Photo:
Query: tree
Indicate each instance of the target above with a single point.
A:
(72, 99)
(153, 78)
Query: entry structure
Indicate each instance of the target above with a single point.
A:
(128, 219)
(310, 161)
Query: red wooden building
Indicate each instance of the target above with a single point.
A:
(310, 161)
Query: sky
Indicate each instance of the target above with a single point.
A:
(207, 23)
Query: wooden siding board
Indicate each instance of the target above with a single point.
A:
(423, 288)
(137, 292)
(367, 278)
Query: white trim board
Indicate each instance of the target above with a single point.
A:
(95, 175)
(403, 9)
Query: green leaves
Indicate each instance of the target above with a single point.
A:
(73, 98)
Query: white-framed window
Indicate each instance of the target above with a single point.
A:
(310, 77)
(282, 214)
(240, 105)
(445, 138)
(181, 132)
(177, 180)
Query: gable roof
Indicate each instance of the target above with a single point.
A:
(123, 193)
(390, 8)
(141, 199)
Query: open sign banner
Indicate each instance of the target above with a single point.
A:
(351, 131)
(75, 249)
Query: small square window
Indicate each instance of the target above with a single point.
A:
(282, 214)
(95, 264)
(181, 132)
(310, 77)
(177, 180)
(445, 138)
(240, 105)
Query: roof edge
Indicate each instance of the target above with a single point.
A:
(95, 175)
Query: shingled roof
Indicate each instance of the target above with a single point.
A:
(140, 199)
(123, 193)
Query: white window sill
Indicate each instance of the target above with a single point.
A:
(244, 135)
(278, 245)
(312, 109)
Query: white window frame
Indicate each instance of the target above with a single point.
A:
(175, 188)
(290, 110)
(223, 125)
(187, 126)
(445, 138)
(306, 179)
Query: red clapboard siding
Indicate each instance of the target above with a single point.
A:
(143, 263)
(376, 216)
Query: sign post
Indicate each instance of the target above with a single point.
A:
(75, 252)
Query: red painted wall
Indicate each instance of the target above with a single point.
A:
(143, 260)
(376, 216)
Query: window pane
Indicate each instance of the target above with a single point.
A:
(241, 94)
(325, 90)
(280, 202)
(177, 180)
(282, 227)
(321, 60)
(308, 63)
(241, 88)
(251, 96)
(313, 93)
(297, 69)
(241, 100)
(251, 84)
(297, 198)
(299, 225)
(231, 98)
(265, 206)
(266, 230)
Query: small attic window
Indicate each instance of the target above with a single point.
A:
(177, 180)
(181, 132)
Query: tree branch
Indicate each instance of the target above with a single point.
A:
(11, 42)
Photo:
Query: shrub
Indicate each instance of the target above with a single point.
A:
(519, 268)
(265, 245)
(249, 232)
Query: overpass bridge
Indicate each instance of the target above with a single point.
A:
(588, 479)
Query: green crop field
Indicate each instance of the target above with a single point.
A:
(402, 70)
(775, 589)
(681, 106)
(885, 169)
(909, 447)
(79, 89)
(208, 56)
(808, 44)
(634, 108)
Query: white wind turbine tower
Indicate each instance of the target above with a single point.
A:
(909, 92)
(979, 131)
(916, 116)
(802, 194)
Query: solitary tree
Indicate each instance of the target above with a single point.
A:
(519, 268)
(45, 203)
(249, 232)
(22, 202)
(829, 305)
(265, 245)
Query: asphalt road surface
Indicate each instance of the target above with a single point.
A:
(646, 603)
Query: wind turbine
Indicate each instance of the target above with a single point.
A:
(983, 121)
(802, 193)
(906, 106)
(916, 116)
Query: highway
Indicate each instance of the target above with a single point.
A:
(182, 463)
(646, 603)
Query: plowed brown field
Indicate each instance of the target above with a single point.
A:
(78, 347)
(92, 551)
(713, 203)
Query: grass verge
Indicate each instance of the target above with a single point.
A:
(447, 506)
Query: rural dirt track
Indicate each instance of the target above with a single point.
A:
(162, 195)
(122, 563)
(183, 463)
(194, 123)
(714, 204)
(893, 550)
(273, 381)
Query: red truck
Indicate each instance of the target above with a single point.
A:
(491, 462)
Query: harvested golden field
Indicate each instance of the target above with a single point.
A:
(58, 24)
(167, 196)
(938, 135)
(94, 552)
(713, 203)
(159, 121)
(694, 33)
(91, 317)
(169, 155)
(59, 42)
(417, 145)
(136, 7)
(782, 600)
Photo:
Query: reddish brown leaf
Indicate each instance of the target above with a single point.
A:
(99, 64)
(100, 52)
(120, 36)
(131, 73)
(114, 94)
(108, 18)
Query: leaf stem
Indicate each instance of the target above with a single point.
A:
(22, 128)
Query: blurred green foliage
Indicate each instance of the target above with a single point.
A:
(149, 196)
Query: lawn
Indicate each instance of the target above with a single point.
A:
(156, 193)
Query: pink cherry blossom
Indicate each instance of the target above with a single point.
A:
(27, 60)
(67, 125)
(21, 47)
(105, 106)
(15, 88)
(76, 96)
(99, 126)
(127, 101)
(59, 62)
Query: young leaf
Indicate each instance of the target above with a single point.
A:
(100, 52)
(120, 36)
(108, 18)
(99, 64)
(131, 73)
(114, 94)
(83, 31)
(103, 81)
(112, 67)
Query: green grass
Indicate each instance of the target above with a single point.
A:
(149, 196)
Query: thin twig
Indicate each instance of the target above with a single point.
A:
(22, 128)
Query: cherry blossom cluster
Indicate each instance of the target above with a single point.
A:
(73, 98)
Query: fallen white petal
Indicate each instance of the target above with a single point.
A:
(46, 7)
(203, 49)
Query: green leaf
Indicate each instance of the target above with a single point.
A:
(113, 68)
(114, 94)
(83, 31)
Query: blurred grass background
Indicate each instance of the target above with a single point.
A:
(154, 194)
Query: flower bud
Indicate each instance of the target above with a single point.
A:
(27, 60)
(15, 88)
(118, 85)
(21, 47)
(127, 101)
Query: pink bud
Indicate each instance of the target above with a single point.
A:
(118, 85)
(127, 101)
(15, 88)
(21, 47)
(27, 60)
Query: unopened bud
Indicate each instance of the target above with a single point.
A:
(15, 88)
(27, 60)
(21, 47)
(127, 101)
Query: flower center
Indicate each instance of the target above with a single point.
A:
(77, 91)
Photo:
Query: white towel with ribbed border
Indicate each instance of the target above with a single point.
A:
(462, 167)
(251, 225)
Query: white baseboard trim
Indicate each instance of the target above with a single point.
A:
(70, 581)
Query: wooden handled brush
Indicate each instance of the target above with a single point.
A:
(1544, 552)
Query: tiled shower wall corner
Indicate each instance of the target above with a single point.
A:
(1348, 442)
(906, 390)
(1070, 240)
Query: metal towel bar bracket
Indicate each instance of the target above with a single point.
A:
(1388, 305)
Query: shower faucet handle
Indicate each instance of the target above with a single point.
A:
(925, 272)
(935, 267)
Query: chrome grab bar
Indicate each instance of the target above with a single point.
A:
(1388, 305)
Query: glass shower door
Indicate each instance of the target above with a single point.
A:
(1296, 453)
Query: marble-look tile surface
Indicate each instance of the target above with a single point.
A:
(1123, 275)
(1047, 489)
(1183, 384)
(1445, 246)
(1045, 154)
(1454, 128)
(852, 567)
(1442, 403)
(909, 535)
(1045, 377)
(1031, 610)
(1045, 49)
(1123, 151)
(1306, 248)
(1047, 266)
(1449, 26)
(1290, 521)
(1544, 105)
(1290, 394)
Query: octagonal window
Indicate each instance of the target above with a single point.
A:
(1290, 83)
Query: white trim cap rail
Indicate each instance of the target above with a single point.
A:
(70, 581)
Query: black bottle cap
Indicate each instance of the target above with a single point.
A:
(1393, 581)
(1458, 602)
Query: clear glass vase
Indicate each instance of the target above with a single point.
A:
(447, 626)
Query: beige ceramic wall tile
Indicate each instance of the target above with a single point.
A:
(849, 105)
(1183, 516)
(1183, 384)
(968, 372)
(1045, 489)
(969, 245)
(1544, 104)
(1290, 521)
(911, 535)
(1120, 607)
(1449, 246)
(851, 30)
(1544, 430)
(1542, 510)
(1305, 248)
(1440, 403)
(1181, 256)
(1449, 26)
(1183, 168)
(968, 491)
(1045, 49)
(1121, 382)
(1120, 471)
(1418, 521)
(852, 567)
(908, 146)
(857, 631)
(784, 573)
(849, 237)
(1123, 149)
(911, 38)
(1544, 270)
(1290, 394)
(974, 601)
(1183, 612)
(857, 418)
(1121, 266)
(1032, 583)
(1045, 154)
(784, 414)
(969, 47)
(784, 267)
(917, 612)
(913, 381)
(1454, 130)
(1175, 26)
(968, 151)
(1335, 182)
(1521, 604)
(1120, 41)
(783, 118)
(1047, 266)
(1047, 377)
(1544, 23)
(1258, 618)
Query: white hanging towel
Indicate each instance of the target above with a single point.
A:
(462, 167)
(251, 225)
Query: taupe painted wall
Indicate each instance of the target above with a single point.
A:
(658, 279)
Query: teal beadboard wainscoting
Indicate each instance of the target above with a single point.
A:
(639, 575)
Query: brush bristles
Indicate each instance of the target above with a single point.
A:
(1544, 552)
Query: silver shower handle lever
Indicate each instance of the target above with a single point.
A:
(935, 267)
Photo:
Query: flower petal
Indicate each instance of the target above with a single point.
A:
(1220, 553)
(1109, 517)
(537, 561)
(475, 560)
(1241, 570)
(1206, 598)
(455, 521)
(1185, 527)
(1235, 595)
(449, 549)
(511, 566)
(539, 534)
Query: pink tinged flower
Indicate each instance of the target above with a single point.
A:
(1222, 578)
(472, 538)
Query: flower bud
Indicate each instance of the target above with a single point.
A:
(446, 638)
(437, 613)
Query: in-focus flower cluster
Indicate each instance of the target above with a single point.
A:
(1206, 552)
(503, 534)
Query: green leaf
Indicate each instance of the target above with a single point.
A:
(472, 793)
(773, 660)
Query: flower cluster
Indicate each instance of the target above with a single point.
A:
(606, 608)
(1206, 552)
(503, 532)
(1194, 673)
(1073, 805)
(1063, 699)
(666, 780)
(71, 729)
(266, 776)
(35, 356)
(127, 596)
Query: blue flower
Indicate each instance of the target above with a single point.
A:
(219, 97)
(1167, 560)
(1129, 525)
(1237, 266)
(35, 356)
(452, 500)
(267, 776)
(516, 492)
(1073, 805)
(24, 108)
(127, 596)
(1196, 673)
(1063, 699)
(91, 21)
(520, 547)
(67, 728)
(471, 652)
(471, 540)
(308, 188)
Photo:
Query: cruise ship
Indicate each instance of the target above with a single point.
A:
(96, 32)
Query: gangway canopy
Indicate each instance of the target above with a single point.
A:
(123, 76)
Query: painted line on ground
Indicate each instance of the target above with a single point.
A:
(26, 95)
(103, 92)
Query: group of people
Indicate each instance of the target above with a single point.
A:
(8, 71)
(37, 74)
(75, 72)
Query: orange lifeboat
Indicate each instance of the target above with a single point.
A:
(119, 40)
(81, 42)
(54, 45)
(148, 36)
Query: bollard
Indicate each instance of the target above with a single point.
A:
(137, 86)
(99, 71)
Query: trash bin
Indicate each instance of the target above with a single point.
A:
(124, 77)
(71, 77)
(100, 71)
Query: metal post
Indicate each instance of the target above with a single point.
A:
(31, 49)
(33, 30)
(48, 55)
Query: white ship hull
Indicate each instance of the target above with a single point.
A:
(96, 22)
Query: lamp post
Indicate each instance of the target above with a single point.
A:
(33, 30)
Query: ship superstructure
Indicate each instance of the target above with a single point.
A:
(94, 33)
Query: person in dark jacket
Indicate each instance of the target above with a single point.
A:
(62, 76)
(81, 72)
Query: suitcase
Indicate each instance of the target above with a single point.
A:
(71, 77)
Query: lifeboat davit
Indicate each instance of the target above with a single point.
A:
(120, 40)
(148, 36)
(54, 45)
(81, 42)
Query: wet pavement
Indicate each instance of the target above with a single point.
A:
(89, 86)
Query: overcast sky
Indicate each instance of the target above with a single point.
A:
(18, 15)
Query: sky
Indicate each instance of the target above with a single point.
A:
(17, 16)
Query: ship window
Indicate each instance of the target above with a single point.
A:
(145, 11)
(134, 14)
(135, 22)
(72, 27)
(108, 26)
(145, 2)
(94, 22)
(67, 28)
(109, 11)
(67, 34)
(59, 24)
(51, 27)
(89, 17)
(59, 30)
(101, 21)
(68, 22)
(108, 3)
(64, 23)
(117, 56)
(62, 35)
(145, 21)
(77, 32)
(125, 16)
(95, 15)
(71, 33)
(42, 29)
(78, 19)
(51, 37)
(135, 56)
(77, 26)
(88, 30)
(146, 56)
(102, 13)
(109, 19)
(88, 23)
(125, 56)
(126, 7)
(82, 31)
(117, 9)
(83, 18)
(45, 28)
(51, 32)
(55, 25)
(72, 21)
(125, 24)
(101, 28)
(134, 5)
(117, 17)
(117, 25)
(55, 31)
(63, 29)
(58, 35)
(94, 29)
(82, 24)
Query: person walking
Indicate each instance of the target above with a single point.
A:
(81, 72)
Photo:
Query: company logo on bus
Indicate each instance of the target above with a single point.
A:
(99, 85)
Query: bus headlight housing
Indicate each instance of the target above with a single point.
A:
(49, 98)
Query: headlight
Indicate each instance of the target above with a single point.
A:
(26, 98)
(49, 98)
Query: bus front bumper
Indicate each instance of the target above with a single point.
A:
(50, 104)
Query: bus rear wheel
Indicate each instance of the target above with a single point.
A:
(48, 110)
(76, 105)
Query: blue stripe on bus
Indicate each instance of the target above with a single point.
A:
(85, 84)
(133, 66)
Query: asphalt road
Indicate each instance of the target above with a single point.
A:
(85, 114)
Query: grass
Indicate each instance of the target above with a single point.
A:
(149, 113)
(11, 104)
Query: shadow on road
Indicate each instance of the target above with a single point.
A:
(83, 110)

Work required:
What lines of the material above include "painted"? Copy each one.

Exercise answer:
Query: red painted wall
Query: taupe painted wall
Query: painted line on ground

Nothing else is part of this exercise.